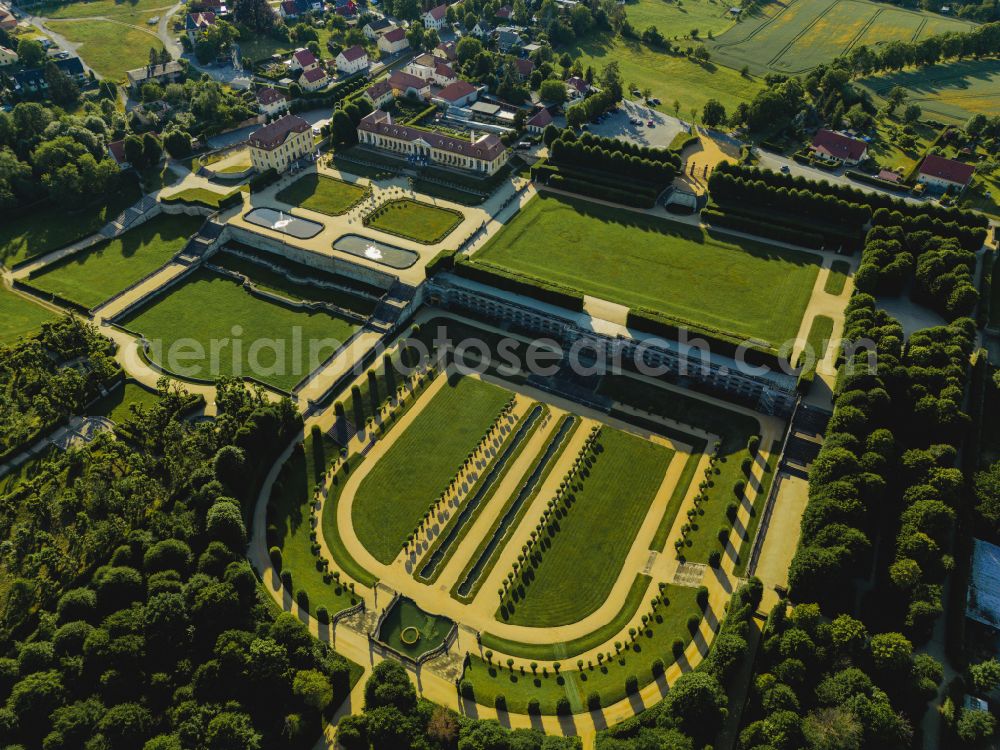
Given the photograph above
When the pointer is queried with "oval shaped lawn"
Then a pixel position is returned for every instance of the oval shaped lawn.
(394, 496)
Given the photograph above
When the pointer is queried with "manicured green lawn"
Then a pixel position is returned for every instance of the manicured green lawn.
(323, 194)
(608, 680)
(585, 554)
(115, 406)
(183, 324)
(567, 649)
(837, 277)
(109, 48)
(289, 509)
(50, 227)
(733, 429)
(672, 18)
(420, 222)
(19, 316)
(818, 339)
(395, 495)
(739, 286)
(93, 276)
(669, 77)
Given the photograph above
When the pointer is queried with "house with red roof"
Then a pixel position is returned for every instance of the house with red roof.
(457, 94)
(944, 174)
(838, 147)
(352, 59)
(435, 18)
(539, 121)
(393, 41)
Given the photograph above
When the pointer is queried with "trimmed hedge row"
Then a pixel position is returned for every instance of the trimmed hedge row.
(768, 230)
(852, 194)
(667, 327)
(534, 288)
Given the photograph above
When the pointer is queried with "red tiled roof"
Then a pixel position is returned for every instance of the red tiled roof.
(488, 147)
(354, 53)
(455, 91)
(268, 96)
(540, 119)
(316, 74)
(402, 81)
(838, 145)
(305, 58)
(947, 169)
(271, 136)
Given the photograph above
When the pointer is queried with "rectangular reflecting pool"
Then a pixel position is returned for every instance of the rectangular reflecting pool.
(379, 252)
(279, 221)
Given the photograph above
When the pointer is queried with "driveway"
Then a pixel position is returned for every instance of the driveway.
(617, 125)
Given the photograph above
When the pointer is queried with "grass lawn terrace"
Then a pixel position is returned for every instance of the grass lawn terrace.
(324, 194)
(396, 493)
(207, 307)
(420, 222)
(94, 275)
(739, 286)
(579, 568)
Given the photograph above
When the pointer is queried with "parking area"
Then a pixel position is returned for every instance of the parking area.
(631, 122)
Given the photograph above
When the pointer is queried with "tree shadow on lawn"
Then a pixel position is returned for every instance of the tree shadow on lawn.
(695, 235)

________________________

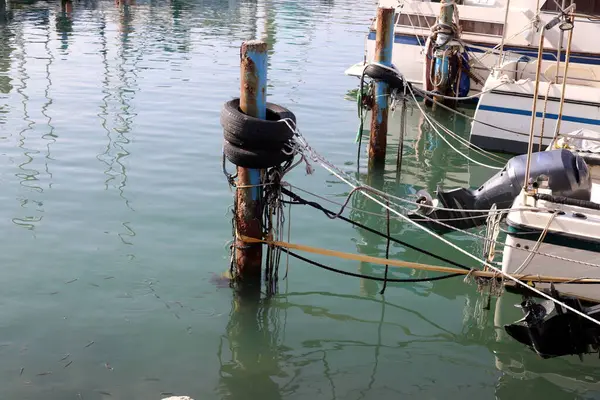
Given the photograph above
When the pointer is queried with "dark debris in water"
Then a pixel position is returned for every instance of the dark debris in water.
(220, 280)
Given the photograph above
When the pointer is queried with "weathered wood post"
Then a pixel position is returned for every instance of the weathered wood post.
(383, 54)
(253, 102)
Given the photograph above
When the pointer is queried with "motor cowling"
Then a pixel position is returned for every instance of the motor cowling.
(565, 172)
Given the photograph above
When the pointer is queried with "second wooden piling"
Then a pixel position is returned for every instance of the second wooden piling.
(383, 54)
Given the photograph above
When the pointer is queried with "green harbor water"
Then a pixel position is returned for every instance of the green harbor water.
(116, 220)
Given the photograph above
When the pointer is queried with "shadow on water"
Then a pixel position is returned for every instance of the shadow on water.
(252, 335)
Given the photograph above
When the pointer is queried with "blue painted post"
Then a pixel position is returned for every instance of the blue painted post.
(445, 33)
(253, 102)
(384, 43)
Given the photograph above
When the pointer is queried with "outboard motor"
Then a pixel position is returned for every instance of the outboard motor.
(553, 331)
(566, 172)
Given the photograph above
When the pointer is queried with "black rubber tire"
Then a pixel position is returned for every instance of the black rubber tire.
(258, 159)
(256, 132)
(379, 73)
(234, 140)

________________________

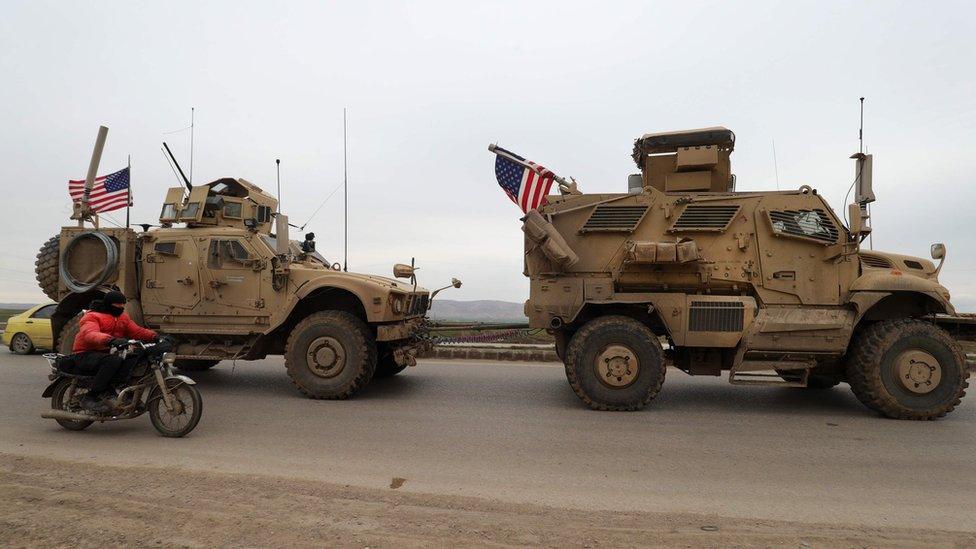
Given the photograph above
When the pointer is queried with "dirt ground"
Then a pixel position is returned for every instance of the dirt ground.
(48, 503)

________________________

**Problem to work on**
Find each line in the entries above that contains the string "dirt", matching case exactly, and copy those lines.

**Task response**
When the pointer is queried with "dirt ground"
Then a pixel position is returned for every instance of the dirt ground.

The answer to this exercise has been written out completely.